* begin Text *

They must be in the repo to appear in the readme, unless you host them elsewhere.
However, none of the files I've suggested purging (I don't think) are currently used by the repo. These are (I think) all large files that were mistakenly committed in the past. Removing from the repo using git rm
doesn't remove them from the history, so the repo only ever grows in size unless you rewrite history.
The files you show on the readme are stored in example_images
and take only 3.2MB. They should be unaffected by the commands I suggest above.
@kellykochanski: I thought we were fixing this prior to JOSS?
I haven't had time to get to it, and don't want to rush into messing with the git history.
Okay. Can we chat about it prior to JOSS acceptance?
On Sat, Sep 21, 2019 at 11:46 AM Kelly Kochanski notifications@github.com wrote:
@rbarnes https://github.com/rbarnes I haven't had time to get to it, and don't want to rush into messing with the git history.
— You are receiving this because you authored the thread. Reply to this email directly, view it on GitHub https://github.com/kellykochanski/rescal-snow/issues/5?email_source=notifications&email_token=AAXZHVDU3RHR46HCVAT4T5DQKZTYDA5CNFSM4H47Y4BKYY3PNVWWK3TUL52HS4DFVREXG43VMVBW63LNMVXHJKTDN5WW2ZLOORPWSZGOD7IXPZA#issuecomment-533821412, or mute the thread https://github.com/notifications/unsubscribe-auth/AAXZHVHTY2DMUWO6PNBGOTDQKZTYDANCNFSM4H47Y4BA .
@r-barnes I used bfg as you suggested, and the repo is now 14MB (including the removal of DUN.csp - I think some additional docs with figures have been added since you opened this).
Doing this before merging outstanding PRs could make doing so impossible or difficult...

* end Text *
* begin Record list *

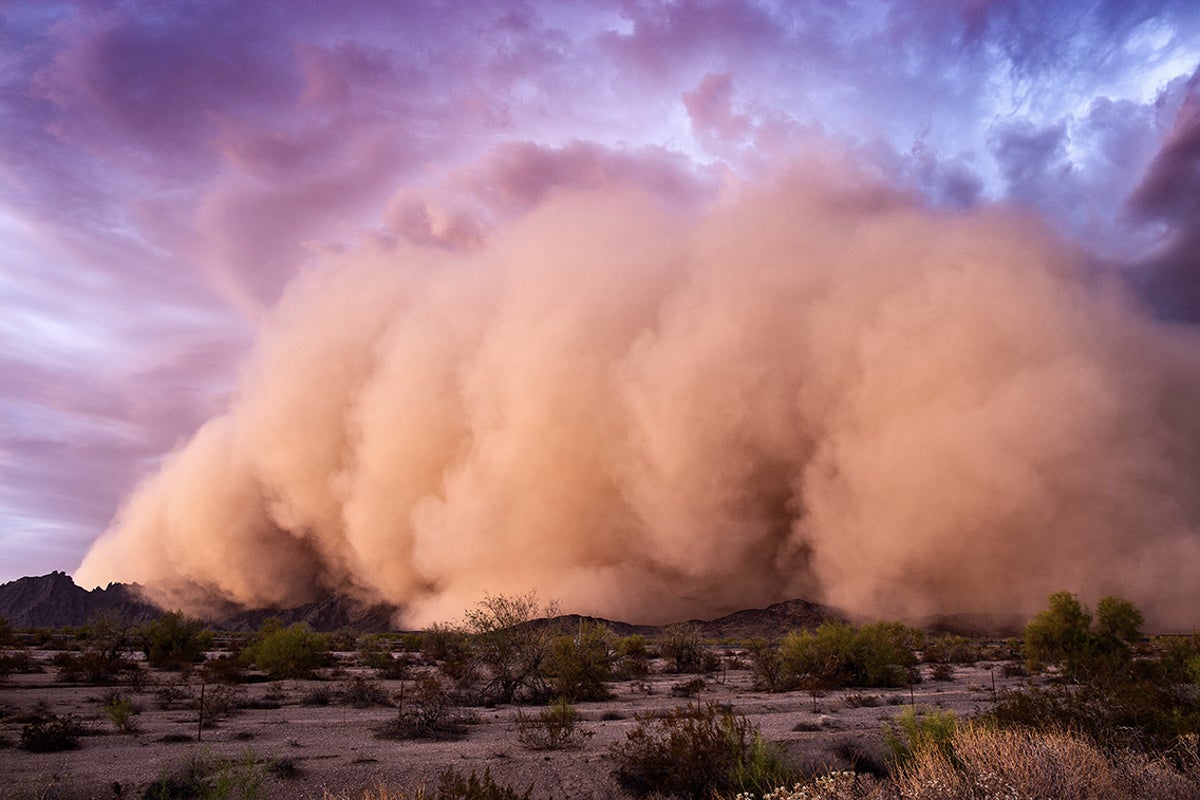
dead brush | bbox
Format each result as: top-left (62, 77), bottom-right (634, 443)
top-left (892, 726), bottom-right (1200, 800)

* end Record list *
* begin Record list *

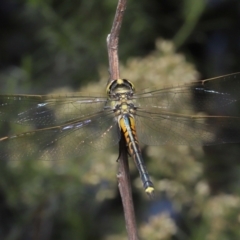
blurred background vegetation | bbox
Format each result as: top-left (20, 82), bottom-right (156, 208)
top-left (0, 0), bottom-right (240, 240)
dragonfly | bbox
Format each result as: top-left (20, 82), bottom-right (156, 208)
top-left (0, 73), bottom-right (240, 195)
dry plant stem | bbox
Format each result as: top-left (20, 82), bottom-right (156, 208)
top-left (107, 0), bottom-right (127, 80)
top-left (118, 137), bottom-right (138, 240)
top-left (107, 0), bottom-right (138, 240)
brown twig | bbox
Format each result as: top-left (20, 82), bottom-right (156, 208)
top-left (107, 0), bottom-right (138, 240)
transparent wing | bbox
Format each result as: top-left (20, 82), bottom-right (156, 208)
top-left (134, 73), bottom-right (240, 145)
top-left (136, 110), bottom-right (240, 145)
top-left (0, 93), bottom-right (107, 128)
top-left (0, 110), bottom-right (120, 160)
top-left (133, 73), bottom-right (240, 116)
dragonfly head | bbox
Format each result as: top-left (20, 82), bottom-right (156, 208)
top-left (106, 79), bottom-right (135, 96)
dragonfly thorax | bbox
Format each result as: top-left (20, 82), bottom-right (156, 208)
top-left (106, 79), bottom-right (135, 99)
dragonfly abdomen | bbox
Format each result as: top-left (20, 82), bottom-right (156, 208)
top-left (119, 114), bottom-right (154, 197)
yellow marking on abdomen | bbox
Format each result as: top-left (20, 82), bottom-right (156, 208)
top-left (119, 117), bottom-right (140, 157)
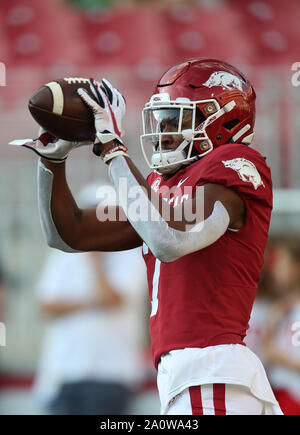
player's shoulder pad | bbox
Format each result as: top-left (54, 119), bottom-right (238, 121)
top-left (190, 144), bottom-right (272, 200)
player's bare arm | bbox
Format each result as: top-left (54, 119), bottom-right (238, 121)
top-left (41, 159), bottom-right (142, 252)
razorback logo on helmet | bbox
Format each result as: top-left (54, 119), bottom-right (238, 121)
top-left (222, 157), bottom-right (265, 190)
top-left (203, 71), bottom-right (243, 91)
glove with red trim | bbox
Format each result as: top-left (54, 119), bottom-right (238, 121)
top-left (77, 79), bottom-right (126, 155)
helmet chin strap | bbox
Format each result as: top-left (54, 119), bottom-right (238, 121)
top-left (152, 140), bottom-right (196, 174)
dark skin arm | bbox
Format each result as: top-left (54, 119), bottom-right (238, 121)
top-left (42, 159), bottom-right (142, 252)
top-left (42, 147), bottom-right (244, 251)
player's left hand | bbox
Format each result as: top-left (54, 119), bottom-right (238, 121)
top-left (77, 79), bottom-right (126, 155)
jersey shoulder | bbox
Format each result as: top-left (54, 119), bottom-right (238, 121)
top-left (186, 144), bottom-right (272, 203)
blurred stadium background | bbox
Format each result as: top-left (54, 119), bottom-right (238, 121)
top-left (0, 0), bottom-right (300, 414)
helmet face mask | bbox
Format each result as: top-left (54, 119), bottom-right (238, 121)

* end Record list *
* begin Record list *

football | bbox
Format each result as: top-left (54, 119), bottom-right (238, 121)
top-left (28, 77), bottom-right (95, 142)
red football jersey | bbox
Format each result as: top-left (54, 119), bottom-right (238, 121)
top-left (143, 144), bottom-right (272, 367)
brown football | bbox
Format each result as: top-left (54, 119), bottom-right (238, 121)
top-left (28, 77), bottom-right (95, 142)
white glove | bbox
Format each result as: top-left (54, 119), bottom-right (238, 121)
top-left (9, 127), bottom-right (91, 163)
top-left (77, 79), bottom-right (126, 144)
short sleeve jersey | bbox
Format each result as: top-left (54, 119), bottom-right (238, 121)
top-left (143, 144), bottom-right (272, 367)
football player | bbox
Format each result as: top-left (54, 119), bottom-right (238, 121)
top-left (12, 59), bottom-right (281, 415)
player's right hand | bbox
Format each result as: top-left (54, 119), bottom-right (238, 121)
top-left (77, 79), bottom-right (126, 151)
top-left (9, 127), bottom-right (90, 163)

* end Record list *

Task goal
Answer these questions from the thread:
1. In which folder are the files shown on the readme stored, and how much space do they take?
2. According to the thread, what does removing files with git rm fail to do?
3. How large is the repo after bfg was used?

Result below
1. They are stored in example_images and take only 3.2MB.
2. It doesn't remove them from the history.
3. The repo is now 14MB.